Can you rewrite the lines below as a Markdown table with the columns "No." and "Line," one numbered row per line and no rows for blank lines?

## PROVIDED INFORMATION
★ ★ ★ ★ ★ ★ ★
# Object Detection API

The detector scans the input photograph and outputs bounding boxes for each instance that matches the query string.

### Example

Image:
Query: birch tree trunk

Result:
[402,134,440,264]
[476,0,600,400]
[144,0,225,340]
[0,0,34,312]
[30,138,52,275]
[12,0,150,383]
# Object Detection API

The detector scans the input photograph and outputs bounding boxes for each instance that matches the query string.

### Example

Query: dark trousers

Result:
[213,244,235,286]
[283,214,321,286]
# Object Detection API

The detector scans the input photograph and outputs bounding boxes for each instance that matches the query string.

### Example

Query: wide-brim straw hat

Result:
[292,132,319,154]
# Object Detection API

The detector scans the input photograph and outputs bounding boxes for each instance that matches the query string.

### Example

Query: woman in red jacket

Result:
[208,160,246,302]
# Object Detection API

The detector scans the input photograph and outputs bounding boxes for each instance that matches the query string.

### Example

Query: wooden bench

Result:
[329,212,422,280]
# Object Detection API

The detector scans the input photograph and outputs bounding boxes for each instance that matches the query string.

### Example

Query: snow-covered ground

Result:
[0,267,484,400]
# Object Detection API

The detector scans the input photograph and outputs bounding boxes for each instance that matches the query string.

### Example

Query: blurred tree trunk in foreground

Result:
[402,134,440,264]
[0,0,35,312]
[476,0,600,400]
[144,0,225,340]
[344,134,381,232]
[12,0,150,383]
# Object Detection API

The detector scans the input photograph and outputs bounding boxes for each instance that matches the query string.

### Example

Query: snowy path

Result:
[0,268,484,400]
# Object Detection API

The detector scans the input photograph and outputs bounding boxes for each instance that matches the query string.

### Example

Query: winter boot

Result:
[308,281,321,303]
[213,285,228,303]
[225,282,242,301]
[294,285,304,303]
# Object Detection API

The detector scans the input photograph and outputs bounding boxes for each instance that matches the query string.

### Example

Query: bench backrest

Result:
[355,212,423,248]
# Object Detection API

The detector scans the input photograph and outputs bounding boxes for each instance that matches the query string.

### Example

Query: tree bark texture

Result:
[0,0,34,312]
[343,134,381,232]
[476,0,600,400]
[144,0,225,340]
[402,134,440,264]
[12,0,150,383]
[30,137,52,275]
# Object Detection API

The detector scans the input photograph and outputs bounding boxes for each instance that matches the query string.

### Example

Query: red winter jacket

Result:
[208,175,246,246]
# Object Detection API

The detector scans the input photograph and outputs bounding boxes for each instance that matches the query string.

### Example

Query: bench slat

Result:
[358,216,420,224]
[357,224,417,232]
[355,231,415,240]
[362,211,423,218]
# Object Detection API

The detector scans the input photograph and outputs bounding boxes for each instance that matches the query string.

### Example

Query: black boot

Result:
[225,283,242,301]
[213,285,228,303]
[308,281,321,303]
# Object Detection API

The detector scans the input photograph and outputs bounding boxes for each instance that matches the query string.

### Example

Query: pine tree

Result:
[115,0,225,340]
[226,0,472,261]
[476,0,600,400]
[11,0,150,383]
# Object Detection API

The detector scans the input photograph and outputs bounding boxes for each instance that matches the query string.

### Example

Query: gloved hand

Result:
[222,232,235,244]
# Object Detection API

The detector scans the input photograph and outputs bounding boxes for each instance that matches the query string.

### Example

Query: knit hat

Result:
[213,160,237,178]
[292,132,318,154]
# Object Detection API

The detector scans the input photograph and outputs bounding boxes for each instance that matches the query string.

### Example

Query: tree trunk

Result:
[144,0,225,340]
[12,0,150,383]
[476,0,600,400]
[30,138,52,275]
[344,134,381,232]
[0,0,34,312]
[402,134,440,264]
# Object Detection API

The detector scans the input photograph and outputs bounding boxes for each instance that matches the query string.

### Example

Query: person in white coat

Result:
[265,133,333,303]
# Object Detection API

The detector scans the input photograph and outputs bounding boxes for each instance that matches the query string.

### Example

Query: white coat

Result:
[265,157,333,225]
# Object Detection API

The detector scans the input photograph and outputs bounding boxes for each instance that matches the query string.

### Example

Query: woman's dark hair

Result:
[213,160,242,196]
★ ★ ★ ★ ★ ★ ★
## EXERCISE SOLUTION
| No. | Line |
|---|---|
| 1 | # Object Detection API |
| 2 | The detector scans the input photograph and outputs bounding boxes for each instance that matches the query string. |
| 3 | ### Example |
| 4 | Image: |
| 5 | Query: birch tree trunk |
| 6 | Result: |
| 7 | [402,134,440,264] |
| 8 | [476,0,600,400] |
| 9 | [144,0,225,340] |
| 10 | [0,0,34,312] |
| 11 | [30,138,52,275] |
| 12 | [12,0,150,383] |
| 13 | # Object Detection API |
| 14 | The detector scans the input photograph and outputs bounding boxes for each instance that matches the query string. |
| 15 | ### Example |
| 16 | Query: dark trousers |
| 17 | Result: |
| 18 | [213,244,235,286] |
| 19 | [283,214,321,286] |
| 20 | # Object Detection API |
| 21 | The detector scans the input photograph and outputs bounding boxes for each instance that matches the query string. |
| 22 | ### Example |
| 23 | Query: wide-brim straw hat |
| 24 | Result: |
| 25 | [292,132,319,154] |
| 26 | # Object Detection API |
| 27 | The detector scans the input photograph and outputs bounding boxes for each instance that matches the query string. |
| 28 | ### Example |
| 29 | Query: woman in red jacket |
| 30 | Result: |
| 31 | [208,160,246,302] |
| 32 | # Object Detection API |
| 33 | The detector scans the input photograph and outputs bounding boxes for each instance that matches the query string. |
| 34 | ### Example |
| 35 | Query: wooden bench |
| 36 | Result: |
| 37 | [329,212,422,280] |
| 38 | # Object Detection API |
| 39 | The detector scans the input photograph and outputs bounding boxes for each instance that matches the query string. |
| 40 | ### Example |
| 41 | Query: snow-covered ground |
| 42 | Result: |
| 43 | [0,267,484,400] |
| 44 | # Object Detection API |
| 45 | The detector scans the input photograph and outputs bounding boxes for each instance that matches the query string. |
| 46 | ### Example |
| 47 | Query: blurred tree trunk in foreground |
| 48 | Result: |
| 49 | [402,134,440,264] |
| 50 | [0,0,35,312] |
| 51 | [476,0,600,400] |
| 52 | [144,0,225,340] |
| 53 | [344,134,381,232] |
| 54 | [12,0,150,383] |
| 55 | # Object Detection API |
| 56 | The detector scans the input photograph and outputs bounding boxes for each instance that matches the query string. |
| 57 | ### Example |
| 58 | Query: snowy path |
| 59 | Result: |
| 60 | [0,268,484,400] |
| 61 | # Object Detection API |
| 62 | The detector scans the input photograph and outputs bounding boxes for each instance that matches the query string. |
| 63 | ### Example |
| 64 | Query: winter boot |
| 65 | Result: |
| 66 | [308,281,321,303] |
| 67 | [213,285,228,303] |
| 68 | [225,282,242,301] |
| 69 | [294,285,304,303] |
| 70 | # Object Detection API |
| 71 | The detector scans the input photograph and outputs bounding boxes for each instance that matches the query string. |
| 72 | ### Example |
| 73 | Query: bench backrest |
| 74 | Result: |
| 75 | [355,212,423,248] |
| 76 | # Object Detection API |
| 77 | The detector scans the input photograph and outputs bounding boxes for each instance that matches the query string. |
| 78 | ### Example |
| 79 | Query: tree bark texture |
| 80 | Result: |
| 81 | [0,0,34,312] |
| 82 | [343,134,381,232] |
| 83 | [476,0,600,400] |
| 84 | [144,0,225,340] |
| 85 | [402,134,440,264] |
| 86 | [12,0,150,383] |
| 87 | [30,137,52,275] |
| 88 | # Object Detection API |
| 89 | The detector scans the input photograph and outputs bounding boxes for each instance that matches the query string. |
| 90 | ### Example |
| 91 | Query: red winter jacket |
| 92 | Result: |
| 93 | [208,175,246,246] |
| 94 | # Object Detection API |
| 95 | The detector scans the input photograph and outputs bounding boxes for each instance that matches the query string. |
| 96 | ### Example |
| 97 | Query: bench slat |
| 98 | Result: |
| 99 | [358,216,420,224] |
| 100 | [357,224,417,232] |
| 101 | [355,231,415,240] |
| 102 | [362,211,423,218] |
| 103 | # Object Detection API |
| 104 | The detector scans the input photograph and outputs bounding boxes for each instance that matches the query string. |
| 105 | ### Example |
| 106 | Query: black boot |
| 107 | Result: |
| 108 | [225,283,242,301] |
| 109 | [213,285,228,303] |
| 110 | [308,281,321,303] |
| 111 | # Object Detection API |
| 112 | The detector scans the input photograph and outputs bounding boxes for each instance that matches the query string. |
| 113 | ### Example |
| 114 | Query: pine tree |
| 115 | Result: |
| 116 | [115,0,225,340] |
| 117 | [226,0,472,261] |
| 118 | [476,0,600,400] |
| 119 | [11,0,150,383] |
| 120 | # Object Detection API |
| 121 | The detector scans the input photograph and outputs bounding boxes for each instance that matches the query string. |
| 122 | ### Example |
| 123 | Query: gloved hand |
| 124 | Result: |
| 125 | [222,232,235,244] |
| 126 | # Object Detection API |
| 127 | The detector scans the input photograph and outputs bounding boxes for each instance that matches the query string. |
| 128 | ### Example |
| 129 | Query: knit hat |
| 130 | Result: |
| 131 | [213,160,237,178] |
| 132 | [292,132,318,154] |
| 133 | # Object Detection API |
| 134 | The detector scans the input photograph and outputs bounding boxes for each instance that matches the query string. |
| 135 | ### Example |
| 136 | Query: tree trunk |
| 137 | Result: |
| 138 | [144,0,225,340] |
| 139 | [12,0,150,383] |
| 140 | [476,0,600,400] |
| 141 | [30,138,52,275] |
| 142 | [344,134,381,232] |
| 143 | [0,0,34,312] |
| 144 | [402,134,440,264] |
| 145 | # Object Detection API |
| 146 | The detector scans the input photograph and outputs bounding boxes for each instance that matches the query string. |
| 147 | ### Example |
| 148 | Query: person in white coat |
| 149 | Result: |
| 150 | [265,133,333,303] |
| 151 | # Object Detection API |
| 152 | The detector scans the input photograph and outputs bounding boxes for each instance that matches the query string. |
| 153 | ### Example |
| 154 | Query: white coat |
| 155 | Result: |
| 156 | [265,157,333,225] |
| 157 | # Object Detection API |
| 158 | The detector scans the input photograph and outputs bounding boxes for each instance that matches the query string. |
| 159 | ### Example |
| 160 | Query: woman's dark hair |
| 161 | Result: |
| 162 | [213,160,242,196] |